• Written exercise
Which lines in the listing below contain the word "plant"? Locate every one and copy each line in full.

• Dataset entries
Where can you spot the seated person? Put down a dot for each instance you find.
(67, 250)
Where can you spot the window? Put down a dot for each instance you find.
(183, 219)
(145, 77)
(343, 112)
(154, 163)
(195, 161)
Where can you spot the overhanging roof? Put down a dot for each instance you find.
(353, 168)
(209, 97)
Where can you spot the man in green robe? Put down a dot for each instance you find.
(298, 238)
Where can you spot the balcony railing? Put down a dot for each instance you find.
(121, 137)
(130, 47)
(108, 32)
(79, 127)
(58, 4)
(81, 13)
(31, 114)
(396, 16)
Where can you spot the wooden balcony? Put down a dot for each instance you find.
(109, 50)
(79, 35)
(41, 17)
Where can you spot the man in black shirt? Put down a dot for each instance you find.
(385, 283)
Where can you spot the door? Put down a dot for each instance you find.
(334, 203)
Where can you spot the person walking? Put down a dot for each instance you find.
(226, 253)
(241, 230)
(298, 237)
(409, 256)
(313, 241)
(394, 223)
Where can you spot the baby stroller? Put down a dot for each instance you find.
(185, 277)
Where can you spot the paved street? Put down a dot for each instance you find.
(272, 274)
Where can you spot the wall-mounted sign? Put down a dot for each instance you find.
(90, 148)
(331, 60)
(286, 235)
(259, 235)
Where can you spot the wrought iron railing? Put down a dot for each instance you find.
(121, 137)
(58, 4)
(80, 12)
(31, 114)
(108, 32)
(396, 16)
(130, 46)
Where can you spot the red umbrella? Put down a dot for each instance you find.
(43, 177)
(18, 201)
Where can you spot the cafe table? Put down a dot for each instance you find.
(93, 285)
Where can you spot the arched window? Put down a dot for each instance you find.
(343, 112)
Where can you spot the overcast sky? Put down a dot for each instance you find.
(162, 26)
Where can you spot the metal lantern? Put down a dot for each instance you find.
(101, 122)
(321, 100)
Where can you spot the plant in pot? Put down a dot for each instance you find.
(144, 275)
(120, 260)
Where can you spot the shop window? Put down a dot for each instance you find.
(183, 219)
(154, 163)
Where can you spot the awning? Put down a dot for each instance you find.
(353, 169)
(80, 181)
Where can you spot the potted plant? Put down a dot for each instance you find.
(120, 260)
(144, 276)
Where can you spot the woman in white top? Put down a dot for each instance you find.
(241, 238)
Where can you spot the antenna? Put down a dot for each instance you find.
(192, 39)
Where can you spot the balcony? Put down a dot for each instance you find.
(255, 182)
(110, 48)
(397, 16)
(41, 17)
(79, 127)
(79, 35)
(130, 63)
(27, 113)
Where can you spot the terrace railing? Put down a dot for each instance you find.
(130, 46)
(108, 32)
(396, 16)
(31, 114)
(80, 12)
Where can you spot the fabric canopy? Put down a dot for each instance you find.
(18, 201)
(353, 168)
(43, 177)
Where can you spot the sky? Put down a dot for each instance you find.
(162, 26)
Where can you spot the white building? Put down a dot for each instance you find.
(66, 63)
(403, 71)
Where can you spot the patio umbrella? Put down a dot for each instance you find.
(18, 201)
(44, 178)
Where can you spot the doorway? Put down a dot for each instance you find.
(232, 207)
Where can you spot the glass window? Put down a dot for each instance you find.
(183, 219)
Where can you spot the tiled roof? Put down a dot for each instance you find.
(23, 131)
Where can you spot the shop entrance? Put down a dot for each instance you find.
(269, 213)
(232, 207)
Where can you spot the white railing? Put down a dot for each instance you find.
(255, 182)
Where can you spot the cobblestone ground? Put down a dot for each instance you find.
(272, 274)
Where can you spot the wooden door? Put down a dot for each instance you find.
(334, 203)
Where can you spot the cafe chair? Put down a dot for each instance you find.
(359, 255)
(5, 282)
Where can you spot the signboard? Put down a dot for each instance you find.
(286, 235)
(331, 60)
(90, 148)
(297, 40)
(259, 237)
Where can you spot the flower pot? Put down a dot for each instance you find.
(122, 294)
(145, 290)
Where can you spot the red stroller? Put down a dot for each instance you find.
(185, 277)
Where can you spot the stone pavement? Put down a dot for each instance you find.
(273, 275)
...
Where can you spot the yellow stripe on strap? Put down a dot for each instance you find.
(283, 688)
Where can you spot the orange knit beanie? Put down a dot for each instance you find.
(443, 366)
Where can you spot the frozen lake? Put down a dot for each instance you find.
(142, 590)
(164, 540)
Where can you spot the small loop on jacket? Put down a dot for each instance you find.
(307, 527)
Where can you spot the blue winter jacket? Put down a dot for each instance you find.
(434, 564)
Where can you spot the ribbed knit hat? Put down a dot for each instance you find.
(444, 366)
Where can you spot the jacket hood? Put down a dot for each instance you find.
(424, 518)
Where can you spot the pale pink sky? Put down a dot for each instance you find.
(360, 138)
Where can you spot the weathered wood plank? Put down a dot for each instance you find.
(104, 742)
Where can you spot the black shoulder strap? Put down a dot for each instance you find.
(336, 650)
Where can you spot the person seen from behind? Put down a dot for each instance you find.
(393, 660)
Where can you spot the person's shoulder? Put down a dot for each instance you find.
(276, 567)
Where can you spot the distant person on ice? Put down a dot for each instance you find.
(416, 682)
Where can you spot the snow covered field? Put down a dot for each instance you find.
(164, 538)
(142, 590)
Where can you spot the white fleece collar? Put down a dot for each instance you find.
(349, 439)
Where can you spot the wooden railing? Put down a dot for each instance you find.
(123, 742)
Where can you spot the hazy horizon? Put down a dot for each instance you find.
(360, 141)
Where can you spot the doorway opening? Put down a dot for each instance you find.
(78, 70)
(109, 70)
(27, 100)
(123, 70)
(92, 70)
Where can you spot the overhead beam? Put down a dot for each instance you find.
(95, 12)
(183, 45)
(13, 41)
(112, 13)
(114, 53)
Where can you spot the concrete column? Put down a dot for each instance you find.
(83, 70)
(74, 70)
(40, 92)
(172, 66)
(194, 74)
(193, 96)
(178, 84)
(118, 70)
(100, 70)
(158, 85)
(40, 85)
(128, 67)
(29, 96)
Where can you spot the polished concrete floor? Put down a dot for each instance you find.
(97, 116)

• Exercise solution
Where can you spot the plant in pot? Put down a dot for each instance you find.
Where can you spot the potted plant? Put down a dot for each instance you find.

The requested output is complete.